═══ Page text ═══

# Wood for first saya



## wbusby1 (Oct 3, 2016)

Was going to try my hand at a saya and have heard that other members have used poplar. I was at lowes today and the manager there recommended their "whitewood" but they had poplar and pine too. I can also find pine salvage and occasionally cypress & others. Looking for function here and ease of use. What do y'all recommend?


----------



## jessf (Oct 3, 2016)

Function and ease of use = balsa. Cheap, easy to cut and nice and soft on the blade.


----------



## brianh (Oct 3, 2016)

Craft stores are better for this type of wood. Dunno what's by you, but here it's Hobby Lobby, AC Moore, Michaels.


----------



## wbusby1 (Oct 3, 2016)

brianh said:


> Craft stores are better for this type of wood. Dunno what's by you, but here it's Hobby Lobby, AC Moore, Michaels.


 I have a Michaels relatively close but what wood do you recommend?

Jessf: Balsa isn't too soft/delicate? I'm going to be carrying this knife/saya around in a backpack full of junk almost daily.


----------



## jessf (Oct 3, 2016)

I generally use the 5/32 thickness. It gets dinged up but ive never had one break up. I carry them in a backpack too but likely with less junk.



wbusby1 said:


> I have a Michaels relatively close but what wood do you recommend?
> 
> Jessf: Balsa isn't too soft/delicate? I'm going to be carrying this knife/saya around in a backpack full of junk almost daily.


----------



## toddnmd (Oct 3, 2016)

If you do the "sandwich method", you can use something soft (I used basswood, in the thickness necessary for the spine) between sheets of harder wood. If you wanna go cheap, you could just get some red oak or maple that's easily available for the outside pieces (or order something more exotic, 1/8 thickness should be fine).
If you're gonna go to the trouble of making a saya, it doesn't cost that much more, or take that much more time, to make it look good.


----------



## milkbaby (Oct 3, 2016)

For a laminated saya, I vote basswood or balsa for the middle piece as it's soft and gentle on your blade edge.

I don't have any power tools except a borrowed drill, so if you're like me, then I vote basswood as you can still cut it relatively easy with a handsaw or even boxcutter. It's a bit more resistant to dings on the outside than balsa. I also made a saya out of pine by hand; it was more difficult to work with only hand tools, but it's also nicer looking due to more interesting wood.

If you have a table saw, band saw, and/or belt or disc grinder, then I vote cool looking wood on the outside with basswood or pine for the inner layer.


----------



## toddnmd (Oct 4, 2016)

Any chance you could borrow a jig saw from someone? That would give you options.


----------

═══

■ Written request 1 ■
Please rewrite the part of the forum thread that opens with "If you're gonna" and closes with "milkbaby (Oct 3, 2016)", changing "trouble" to "effort".

═══ Rows ═══

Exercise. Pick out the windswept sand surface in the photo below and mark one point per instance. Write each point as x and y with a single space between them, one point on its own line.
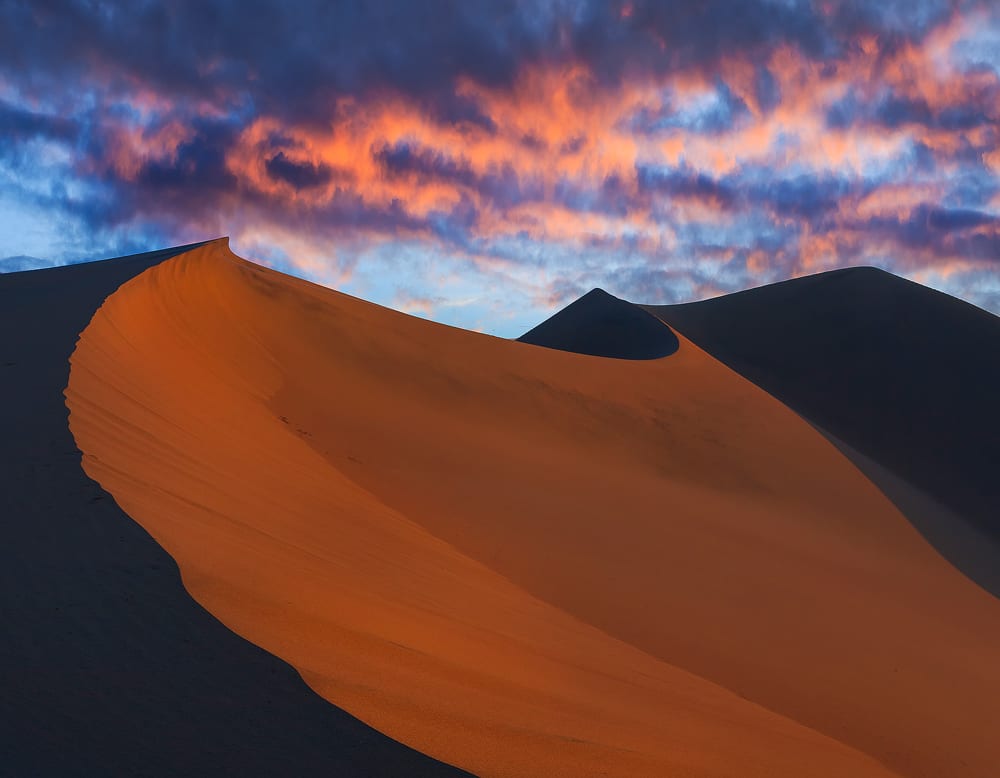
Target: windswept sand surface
108 667
529 562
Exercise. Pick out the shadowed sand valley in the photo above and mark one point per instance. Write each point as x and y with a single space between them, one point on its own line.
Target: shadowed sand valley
522 561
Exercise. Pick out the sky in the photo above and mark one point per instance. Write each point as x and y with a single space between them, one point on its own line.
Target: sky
485 163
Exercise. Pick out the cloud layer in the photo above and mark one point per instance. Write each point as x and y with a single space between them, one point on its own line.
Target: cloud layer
466 160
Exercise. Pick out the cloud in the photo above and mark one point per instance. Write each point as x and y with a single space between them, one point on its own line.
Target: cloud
554 144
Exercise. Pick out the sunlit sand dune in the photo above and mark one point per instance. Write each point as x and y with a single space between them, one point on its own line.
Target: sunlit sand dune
523 561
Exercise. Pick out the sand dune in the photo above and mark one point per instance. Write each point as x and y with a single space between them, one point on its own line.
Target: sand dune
528 562
904 374
107 665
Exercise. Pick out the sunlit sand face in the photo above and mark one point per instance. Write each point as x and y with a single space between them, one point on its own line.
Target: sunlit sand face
522 561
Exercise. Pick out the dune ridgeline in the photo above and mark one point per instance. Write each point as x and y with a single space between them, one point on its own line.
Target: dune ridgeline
523 561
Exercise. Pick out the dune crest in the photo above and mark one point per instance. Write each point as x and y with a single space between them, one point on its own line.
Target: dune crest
520 562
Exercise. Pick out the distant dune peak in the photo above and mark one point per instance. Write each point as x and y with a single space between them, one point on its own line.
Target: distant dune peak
602 325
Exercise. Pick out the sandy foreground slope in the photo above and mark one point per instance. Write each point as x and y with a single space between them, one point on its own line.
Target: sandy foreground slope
528 562
108 667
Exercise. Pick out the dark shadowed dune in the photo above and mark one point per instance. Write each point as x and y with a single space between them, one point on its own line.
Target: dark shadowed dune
903 379
904 375
602 325
107 666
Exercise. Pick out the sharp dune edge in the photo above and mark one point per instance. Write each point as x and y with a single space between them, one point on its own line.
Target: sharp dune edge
518 563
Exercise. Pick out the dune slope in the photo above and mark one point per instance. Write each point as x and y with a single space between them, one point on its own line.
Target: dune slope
524 561
601 325
107 665
904 374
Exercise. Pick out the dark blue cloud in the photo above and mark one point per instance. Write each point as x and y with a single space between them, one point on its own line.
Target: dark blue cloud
301 175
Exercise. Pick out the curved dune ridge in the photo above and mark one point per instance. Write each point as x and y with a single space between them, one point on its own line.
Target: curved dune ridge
523 561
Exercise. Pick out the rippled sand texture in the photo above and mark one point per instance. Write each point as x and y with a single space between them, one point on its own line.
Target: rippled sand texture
529 562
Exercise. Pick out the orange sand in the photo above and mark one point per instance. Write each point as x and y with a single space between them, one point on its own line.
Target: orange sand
523 561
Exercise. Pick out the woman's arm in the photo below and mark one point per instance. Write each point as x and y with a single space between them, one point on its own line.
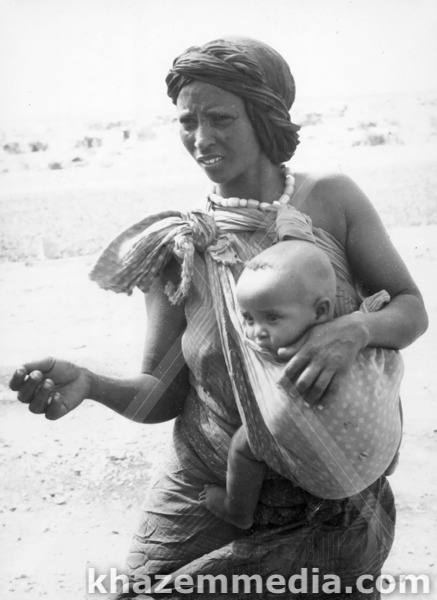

═══

■ Written request 2 ■
Copy out every line of the entries that contains the word "shadowed".

■ Finished answer 1 ■
If you're gonna go to the effort of making a saya, it doesn't cost that much more, or take that much more time, to make it look good.


----------



## milkbaby (Oct 3, 2016)

■ Finished answer 2 ■
Exercise. Pick out the shadowed sand valley in the photo above and mark one point per instance. Write each point as x and y with a single space between them, one point on its own line.
Target: shadowed sand valley
Exercise. Pick out the dark shadowed dune in the photo above and mark one point per instance. Write each point as x and y with a single space between them, one point on its own line.
Target: dark shadowed dune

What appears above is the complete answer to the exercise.